## REQUEST
Copy out every one of the entries below, reproducing each line character for character.

## EXTRACTED MATERIAL
— BEGIN —

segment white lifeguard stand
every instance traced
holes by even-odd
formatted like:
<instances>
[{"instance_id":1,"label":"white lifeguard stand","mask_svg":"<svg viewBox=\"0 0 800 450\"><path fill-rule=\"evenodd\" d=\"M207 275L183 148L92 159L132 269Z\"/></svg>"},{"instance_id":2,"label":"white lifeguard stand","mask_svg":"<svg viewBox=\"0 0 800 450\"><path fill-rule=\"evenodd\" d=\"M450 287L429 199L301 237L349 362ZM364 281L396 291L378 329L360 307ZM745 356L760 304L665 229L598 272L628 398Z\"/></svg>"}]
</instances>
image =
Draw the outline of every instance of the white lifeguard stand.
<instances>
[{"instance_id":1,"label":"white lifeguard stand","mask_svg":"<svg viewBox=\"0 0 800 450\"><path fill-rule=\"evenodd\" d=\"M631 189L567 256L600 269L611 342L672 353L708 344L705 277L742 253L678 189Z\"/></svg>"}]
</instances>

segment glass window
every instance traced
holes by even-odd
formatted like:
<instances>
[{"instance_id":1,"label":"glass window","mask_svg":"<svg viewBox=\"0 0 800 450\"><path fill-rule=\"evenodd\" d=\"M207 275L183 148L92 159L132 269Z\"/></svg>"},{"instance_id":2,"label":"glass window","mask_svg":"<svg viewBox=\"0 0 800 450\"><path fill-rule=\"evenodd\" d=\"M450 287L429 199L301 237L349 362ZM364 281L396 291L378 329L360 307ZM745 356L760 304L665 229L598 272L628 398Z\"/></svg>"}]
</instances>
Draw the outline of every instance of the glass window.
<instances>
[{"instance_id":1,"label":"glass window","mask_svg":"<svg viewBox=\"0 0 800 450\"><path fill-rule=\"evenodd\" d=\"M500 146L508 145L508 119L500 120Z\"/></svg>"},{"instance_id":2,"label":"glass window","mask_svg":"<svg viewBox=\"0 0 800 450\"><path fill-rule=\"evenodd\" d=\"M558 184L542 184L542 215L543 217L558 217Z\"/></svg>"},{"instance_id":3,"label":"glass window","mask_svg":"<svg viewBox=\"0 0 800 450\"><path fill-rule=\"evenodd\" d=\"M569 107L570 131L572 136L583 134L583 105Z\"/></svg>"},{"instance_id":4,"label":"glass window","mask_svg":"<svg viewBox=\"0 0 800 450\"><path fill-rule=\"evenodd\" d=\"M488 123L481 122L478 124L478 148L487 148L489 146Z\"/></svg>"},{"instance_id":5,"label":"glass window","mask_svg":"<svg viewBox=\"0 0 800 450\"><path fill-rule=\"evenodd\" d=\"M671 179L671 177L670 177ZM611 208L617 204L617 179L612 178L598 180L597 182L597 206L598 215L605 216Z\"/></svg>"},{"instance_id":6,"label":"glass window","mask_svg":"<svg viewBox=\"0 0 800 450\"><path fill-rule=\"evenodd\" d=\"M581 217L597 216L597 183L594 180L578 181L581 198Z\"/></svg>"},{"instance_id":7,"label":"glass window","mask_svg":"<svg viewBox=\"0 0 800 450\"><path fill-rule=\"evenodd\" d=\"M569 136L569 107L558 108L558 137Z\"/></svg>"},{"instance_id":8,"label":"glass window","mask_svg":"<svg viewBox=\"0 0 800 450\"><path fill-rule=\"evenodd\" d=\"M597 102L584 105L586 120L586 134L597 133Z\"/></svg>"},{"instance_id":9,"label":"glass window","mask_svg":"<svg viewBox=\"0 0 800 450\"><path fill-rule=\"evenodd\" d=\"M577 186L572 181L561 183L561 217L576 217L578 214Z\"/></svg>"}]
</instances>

— END —

## TASK RESPONSE
segment white lifeguard stand
every instance traced
holes by even-odd
formatted like:
<instances>
[{"instance_id":1,"label":"white lifeguard stand","mask_svg":"<svg viewBox=\"0 0 800 450\"><path fill-rule=\"evenodd\" d=\"M207 275L183 148L92 159L132 269Z\"/></svg>"},{"instance_id":2,"label":"white lifeguard stand","mask_svg":"<svg viewBox=\"0 0 800 450\"><path fill-rule=\"evenodd\" d=\"M450 287L429 199L301 237L349 362ZM364 281L396 291L378 329L360 307ZM745 356L760 304L665 229L598 272L628 398Z\"/></svg>"}]
</instances>
image =
Draw the outline of every instance of the white lifeguard stand.
<instances>
[{"instance_id":1,"label":"white lifeguard stand","mask_svg":"<svg viewBox=\"0 0 800 450\"><path fill-rule=\"evenodd\" d=\"M631 189L567 256L600 269L611 342L672 353L708 344L705 277L742 253L678 189Z\"/></svg>"}]
</instances>

segment glass window
every instance traced
holes by even-odd
formatted like:
<instances>
[{"instance_id":1,"label":"glass window","mask_svg":"<svg viewBox=\"0 0 800 450\"><path fill-rule=\"evenodd\" d=\"M207 275L183 148L92 159L132 269Z\"/></svg>"},{"instance_id":2,"label":"glass window","mask_svg":"<svg viewBox=\"0 0 800 450\"><path fill-rule=\"evenodd\" d=\"M450 287L429 199L301 237L349 362ZM364 281L396 291L378 329L360 307ZM745 356L760 304L665 229L598 272L628 398Z\"/></svg>"}]
</instances>
Draw the outline of every instance of the glass window.
<instances>
[{"instance_id":1,"label":"glass window","mask_svg":"<svg viewBox=\"0 0 800 450\"><path fill-rule=\"evenodd\" d=\"M500 146L508 145L508 119L500 120Z\"/></svg>"},{"instance_id":2,"label":"glass window","mask_svg":"<svg viewBox=\"0 0 800 450\"><path fill-rule=\"evenodd\" d=\"M558 184L542 184L542 215L543 217L558 217Z\"/></svg>"},{"instance_id":3,"label":"glass window","mask_svg":"<svg viewBox=\"0 0 800 450\"><path fill-rule=\"evenodd\" d=\"M569 107L570 131L572 136L583 134L583 105Z\"/></svg>"},{"instance_id":4,"label":"glass window","mask_svg":"<svg viewBox=\"0 0 800 450\"><path fill-rule=\"evenodd\" d=\"M488 123L481 122L478 124L478 148L487 148L489 146Z\"/></svg>"},{"instance_id":5,"label":"glass window","mask_svg":"<svg viewBox=\"0 0 800 450\"><path fill-rule=\"evenodd\" d=\"M671 179L671 177L670 177ZM611 208L617 204L617 179L612 178L598 180L597 182L597 206L598 215L605 216Z\"/></svg>"},{"instance_id":6,"label":"glass window","mask_svg":"<svg viewBox=\"0 0 800 450\"><path fill-rule=\"evenodd\" d=\"M581 217L597 216L597 183L594 180L578 181L581 198Z\"/></svg>"},{"instance_id":7,"label":"glass window","mask_svg":"<svg viewBox=\"0 0 800 450\"><path fill-rule=\"evenodd\" d=\"M569 136L569 107L558 108L558 137Z\"/></svg>"},{"instance_id":8,"label":"glass window","mask_svg":"<svg viewBox=\"0 0 800 450\"><path fill-rule=\"evenodd\" d=\"M597 102L584 105L586 120L586 134L597 133Z\"/></svg>"},{"instance_id":9,"label":"glass window","mask_svg":"<svg viewBox=\"0 0 800 450\"><path fill-rule=\"evenodd\" d=\"M577 186L572 181L561 183L561 217L576 217L578 214Z\"/></svg>"}]
</instances>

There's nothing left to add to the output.